Location identification items
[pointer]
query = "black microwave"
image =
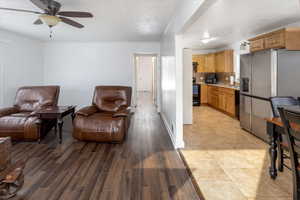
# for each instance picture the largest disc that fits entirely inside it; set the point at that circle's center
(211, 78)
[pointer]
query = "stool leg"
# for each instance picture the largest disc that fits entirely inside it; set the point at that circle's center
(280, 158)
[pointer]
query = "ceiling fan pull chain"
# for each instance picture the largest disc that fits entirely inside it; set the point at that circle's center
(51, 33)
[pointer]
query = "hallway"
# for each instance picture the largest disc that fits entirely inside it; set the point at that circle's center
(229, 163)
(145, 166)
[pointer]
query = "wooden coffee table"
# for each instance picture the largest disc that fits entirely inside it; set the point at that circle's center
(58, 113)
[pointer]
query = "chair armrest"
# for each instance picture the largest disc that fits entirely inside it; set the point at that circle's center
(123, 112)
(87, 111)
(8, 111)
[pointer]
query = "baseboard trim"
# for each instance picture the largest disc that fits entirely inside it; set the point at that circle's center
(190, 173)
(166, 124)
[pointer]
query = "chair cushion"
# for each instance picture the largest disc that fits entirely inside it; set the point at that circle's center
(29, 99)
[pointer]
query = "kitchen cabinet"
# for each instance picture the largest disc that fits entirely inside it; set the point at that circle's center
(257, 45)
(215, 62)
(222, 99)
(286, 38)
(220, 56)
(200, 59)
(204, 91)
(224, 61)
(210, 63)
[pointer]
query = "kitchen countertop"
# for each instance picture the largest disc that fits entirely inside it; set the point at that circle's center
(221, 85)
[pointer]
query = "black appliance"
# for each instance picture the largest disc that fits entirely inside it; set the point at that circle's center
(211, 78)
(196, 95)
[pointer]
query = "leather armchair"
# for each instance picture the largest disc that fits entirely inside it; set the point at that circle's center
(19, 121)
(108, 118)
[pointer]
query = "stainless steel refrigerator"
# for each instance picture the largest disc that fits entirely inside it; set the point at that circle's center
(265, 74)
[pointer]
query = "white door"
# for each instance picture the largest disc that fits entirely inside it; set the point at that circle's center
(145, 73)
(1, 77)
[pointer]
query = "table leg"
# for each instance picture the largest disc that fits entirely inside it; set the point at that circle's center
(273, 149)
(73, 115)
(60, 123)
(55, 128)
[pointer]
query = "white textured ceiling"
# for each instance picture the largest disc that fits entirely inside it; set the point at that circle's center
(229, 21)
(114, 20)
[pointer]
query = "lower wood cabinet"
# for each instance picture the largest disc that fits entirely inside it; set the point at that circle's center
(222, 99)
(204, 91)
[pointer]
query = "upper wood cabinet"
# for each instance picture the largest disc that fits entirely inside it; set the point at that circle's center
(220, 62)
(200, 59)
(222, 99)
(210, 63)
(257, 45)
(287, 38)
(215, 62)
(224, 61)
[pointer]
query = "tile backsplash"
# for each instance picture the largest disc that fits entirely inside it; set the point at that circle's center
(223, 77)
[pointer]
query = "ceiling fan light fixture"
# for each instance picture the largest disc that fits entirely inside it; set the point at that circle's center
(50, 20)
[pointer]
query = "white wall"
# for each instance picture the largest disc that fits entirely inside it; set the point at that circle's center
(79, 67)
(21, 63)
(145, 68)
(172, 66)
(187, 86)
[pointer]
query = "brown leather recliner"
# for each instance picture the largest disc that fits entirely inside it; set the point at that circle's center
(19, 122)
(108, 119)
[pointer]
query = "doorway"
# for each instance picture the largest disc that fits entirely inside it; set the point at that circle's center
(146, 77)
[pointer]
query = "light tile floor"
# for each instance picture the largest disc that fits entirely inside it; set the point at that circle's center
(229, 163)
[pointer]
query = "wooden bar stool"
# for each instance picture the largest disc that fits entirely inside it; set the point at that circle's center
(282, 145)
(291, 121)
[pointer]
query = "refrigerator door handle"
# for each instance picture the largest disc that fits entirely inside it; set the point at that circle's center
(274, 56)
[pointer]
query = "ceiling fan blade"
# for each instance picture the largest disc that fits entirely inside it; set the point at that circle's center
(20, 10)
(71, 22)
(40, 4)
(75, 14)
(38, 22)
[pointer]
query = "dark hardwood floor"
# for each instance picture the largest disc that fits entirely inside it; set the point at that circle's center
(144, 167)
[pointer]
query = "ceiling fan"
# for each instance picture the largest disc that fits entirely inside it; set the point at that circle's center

**Aim:**
Gather every line in the records above that contains the string "table" and copy each one out in full.

**Finished answer:**
query = "wooden coffee table"
query = "table leg"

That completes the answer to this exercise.